Assessing complexity to fix mongodump behaviour for capped collections

Erlon_Cruz · March 14, 2021, 4:16pm

Hi folks, while working with a customer that is hitting this Mongo bug ( mongodump fails when capped collection position lost), I run out of options trying a workaround for the problem, which happens sporadically (very likely depending on variable latency issues)
but makes automation of backups not possible.

Given the bug is open for quite a while, we are considering working on a fix, but my concern is that we
might start working in something and end up in a rabbit hole with a solution way to complex or that require architectural changes.

Also, I’m posting in this mongo tools channel, but there’s also a bug related to the mongo core tools, which increases, even more, my suspicions that this
might required to change things that the mongo team might not be willing to accept.

So, what do you guys think? Does anyone here have the expertise or knows who could give a good direction on how to fix that problem?

Stennie_X · March 14, 2021, 8:23pm

Welcome to the MongoDB Community forums @Erlon_Cruz!!

The issues you’ve highlighted were originally reported for MongoDB 3.4 server and MongoDB 3.2 mongodump, so it would be good to confirm if any behaviour has changed in recent versions of MongoDB.

To help understand the bug affecting your mongodump backups, can you please:

confirm the exact MongoDB server and mongodump versions you are using in your environment
confirm the type of deployment you are backing up (standalone, replica set, or sharded cluster)
share more context on the capped collection(s) that cause your mongodump backups to periodically fail (for example, is that the oplog system collection or a user collection?)

There have been improvements to the initial sync process and mongodump since MongoDB 3.2, but you may need to consider a different backup method if some of your capped collections are rolling over faster than mongodump can complete.

Since all data dumped via mongodump has to be read into memory by the MongoDB server, it is not an ideal backup approach for deployments that are highly active or have uncompressed data significantly larger than the WiredTiger cache. Backup approaches like filesystem snapshots and agent-based backup (eg MongoDB Ops Manager or Cloud Manager) are more common for production deployments that have outgrown mongodump.

Regards,
Stennie

Erlon_Cruz · March 17, 2021, 1:25pm

Hi Stennie,

Thanks for answering, so the points you asked:

The mongo-server version and mongodump is 3.6.1.
The deployment is a replica set cluster with 3 nodes
The capped collection that is failing are user collections. Happened a few times with a few collections used to store logs and with a collection that is used to store transactions[1]. See that [1] fails inside a program that wraps mongodump. On [2] I have a run of 40 times and 1 of them failed.

One of the collections I mentioned, the one used for logs, seems to have no more errors after I increase the collection size in 10x, but doing the same in the transaction collection didn’t work the same.

About the improvements you mention, can you tell what versions of mongo they were added? And if they improved anything on that behavior, shouldn’t the bugs I mentioned in Jira be updated or closed?

Erlon

[1] Bug #1852502 “Juju backups failing Executor error: CappedPositio...” : Bugs : juju
[2] mongodump.log · GitHub

Stennie_X · March 21, 2021, 9:53am

Hi @Erlon_Cruz,

Thanks for the extra details. Since the issues you mentioned were originally reported against older versions, context on the actual versions used (and whether this affects system vs user collections) helps eliminate the possibility that you are running into some related bugs that have since been fixed.

SUPPLIED RECORDS:
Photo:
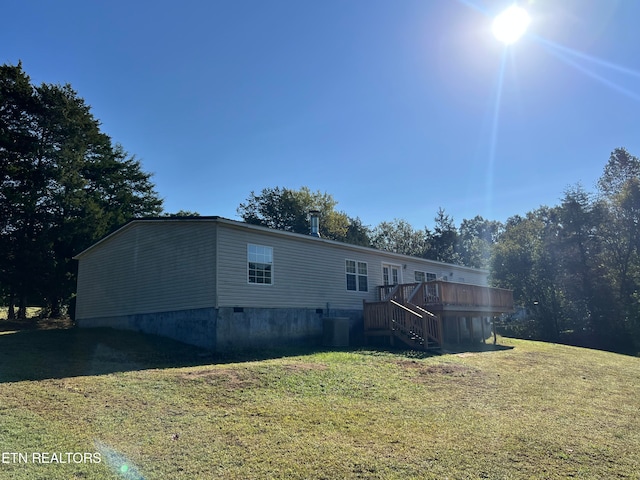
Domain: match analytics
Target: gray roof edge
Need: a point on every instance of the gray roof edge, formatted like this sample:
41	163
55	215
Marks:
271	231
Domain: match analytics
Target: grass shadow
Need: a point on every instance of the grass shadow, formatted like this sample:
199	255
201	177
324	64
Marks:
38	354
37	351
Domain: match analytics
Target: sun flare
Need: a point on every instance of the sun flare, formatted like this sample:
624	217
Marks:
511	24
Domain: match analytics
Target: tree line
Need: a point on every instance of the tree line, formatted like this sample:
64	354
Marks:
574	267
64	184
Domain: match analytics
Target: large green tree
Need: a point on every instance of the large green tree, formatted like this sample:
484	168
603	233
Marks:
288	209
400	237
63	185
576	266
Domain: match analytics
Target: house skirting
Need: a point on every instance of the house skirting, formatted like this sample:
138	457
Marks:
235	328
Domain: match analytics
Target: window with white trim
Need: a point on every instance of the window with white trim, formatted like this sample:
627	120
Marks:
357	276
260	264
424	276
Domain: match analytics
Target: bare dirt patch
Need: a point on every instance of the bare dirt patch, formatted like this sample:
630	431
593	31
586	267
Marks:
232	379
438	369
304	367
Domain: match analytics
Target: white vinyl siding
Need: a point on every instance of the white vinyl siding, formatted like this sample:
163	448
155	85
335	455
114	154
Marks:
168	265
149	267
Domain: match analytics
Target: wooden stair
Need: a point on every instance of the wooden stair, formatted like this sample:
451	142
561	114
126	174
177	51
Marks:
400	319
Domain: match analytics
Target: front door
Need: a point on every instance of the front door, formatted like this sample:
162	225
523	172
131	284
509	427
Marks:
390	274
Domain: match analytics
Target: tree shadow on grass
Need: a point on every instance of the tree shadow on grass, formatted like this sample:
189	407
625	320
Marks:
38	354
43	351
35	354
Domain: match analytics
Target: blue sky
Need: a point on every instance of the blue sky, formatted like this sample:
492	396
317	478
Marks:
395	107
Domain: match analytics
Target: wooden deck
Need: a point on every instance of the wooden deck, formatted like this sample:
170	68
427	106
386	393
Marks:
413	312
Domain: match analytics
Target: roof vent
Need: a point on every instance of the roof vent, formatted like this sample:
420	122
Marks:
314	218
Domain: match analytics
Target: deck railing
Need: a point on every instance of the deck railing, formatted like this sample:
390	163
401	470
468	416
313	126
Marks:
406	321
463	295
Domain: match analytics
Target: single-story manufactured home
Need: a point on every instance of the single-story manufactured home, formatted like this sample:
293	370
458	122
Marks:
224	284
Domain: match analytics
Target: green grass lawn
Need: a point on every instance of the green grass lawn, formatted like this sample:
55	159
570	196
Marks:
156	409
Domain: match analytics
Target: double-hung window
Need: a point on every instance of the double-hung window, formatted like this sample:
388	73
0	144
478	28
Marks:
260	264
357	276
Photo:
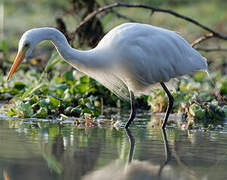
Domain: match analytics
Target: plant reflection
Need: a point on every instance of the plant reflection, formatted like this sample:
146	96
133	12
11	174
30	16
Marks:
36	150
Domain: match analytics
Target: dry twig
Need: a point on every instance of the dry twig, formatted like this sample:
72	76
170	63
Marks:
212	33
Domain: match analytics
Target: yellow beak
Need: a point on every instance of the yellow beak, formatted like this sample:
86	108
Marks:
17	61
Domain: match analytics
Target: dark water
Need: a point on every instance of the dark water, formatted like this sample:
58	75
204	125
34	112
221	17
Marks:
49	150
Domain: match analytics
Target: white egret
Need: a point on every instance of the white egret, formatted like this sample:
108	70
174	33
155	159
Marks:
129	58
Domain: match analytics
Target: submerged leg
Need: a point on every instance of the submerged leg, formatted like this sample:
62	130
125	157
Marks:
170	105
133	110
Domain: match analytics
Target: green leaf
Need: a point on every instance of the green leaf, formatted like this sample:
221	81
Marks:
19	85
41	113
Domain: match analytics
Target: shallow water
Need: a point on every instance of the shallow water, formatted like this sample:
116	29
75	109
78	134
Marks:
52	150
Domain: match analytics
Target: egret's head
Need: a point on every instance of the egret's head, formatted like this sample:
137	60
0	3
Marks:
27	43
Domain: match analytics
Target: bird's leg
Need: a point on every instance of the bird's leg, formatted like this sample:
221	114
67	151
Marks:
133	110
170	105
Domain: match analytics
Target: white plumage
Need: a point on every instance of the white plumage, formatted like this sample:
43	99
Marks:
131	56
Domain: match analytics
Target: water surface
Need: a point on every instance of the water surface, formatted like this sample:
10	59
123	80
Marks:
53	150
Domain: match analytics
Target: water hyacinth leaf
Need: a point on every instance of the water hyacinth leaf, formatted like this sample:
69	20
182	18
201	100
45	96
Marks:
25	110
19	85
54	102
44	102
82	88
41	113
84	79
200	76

REQUIRED ACTIONS:
(a) In the mongodump forum thread, what version does Erlon_Cruz give for both the MongoDB server and mongodump?
(b) Continue the mongodump forum thread from the point where it stops.

ANSWERS BELOW:
(a) 3.6.1

(b)
In particular I was thinking of issues with small but very active system capped collections (for example, system.profile is 1MB by default) that should be excluded from mongodump by default.

The underlying problem is twofold: capped collections have a fixed size and can roll over while the mongodump is in progress, and deletes to capped collections are currently implicit rather than replicated.

Implicit deletion from capped collections is an implementation detail inherited from the legacy MMAPv1 storage engine. The MMAP storage engine was removed in MongoDB 4.2, and there is currently work in progress to address this behaviour in future server versions. SERVER-55156 (Move capped collection responsibilities to the collection layer) and related issues will unblock being able to address the initial sync issue (SERVER-32827) you mentioned in the first post in this thread. I don’t expect there will be a straightforward fix for mongodump, but I’ll defer to the database tools team to comment on the Jira ticket.

I can think of some possible workarounds without any changes to server or mongodump :

Increase the size of affected capped collections (which can still be a challenge to mongodump depending on workload).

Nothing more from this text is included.